▶ _About this task_
Exercise in exact copying. Transcribe every entry that follows, word for word.
╭─ Information shown
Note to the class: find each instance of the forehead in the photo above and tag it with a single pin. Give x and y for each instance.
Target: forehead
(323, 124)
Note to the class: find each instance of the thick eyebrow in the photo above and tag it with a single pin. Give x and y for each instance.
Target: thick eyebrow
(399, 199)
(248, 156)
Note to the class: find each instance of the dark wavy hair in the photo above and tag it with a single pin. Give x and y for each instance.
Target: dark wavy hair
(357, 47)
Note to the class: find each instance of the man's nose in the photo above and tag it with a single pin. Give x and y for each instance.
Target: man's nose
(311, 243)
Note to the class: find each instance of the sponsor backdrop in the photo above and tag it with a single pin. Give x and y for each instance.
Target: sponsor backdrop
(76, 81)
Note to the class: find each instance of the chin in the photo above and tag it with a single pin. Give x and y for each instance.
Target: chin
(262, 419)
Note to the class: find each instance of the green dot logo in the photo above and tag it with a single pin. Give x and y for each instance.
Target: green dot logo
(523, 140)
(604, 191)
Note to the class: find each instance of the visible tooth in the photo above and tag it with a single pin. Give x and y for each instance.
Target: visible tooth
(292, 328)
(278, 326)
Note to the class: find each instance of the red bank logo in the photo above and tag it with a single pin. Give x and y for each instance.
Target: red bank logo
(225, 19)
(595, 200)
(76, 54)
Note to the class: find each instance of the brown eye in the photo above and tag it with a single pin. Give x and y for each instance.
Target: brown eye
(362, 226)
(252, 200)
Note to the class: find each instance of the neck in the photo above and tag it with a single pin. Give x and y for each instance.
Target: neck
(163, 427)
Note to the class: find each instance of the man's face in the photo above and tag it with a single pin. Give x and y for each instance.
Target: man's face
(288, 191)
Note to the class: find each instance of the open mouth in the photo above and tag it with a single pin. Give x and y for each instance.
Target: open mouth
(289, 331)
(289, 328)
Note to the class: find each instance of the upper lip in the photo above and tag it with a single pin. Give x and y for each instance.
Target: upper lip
╰─
▶ _Solution to this problem_
Note to the class: find each instance of the forehead in the photo above and tag it with a single pin. Give x and y for each instance.
Target: forehead
(323, 124)
Note to the class: find each instance of the thick eyebrow in the photo above and tag it with a single pin. Give x and y for each instance.
Target: thick eyebrow
(399, 199)
(248, 156)
Note to the class: find each instance of the dark wavy hair in the photo above and tag it with a single pin. Give x and y for each instance.
Target: dark wavy hair
(357, 47)
Note to the class: find each instance of the man's nose in the photo above and tag it with a single pin. Give x and y for each instance.
Target: man's nose
(311, 243)
Note to the class: find each instance of the sponsor backdrop in the photo above and tag it with a single pin. Give x and y for each instance.
Target: sponsor backdrop
(76, 81)
Note to the class: find each instance of the chin in the photo above and tag it with a single pin. Give x and y for each instance.
Target: chin
(262, 419)
Note to the class: find each instance of the green dot logo in the photo above and tag it with a single pin. Give x and y for each instance.
Target: green dot logo
(523, 140)
(604, 191)
Note to the class: find each instance of the visible tooth in the photo above and tag it with a single pin. Give x and y for each instance.
Target: visible tooth
(292, 328)
(278, 326)
Note to the class: find each instance of the red bank logo in the photo above and tag it with a single pin. Give x and y for each instance.
Target: red bank logo
(225, 19)
(595, 200)
(76, 54)
Note to the class: find each instance of the brown eye in the photo above and tag it with a single pin. Give x and y for each instance.
Target: brown eye
(362, 226)
(252, 200)
Note to the class: find each instance of the neck in the photo above and tag it with a single pin. Give x and y for each instance.
Target: neck
(163, 427)
Note to the class: find each instance of the man's face in the photo above and tag it with a single pin. Give x and y for each instance.
Target: man's face
(288, 191)
Note to the class: find each instance of the open mouth in the photo above and tag it with a single pin. Give x and y for each instance.
Target: open mouth
(289, 331)
(289, 328)
Note to the class: find each instance of the upper lip in the photo above and tag it with a single pin. Give x and y for each instance.
Target: upper lip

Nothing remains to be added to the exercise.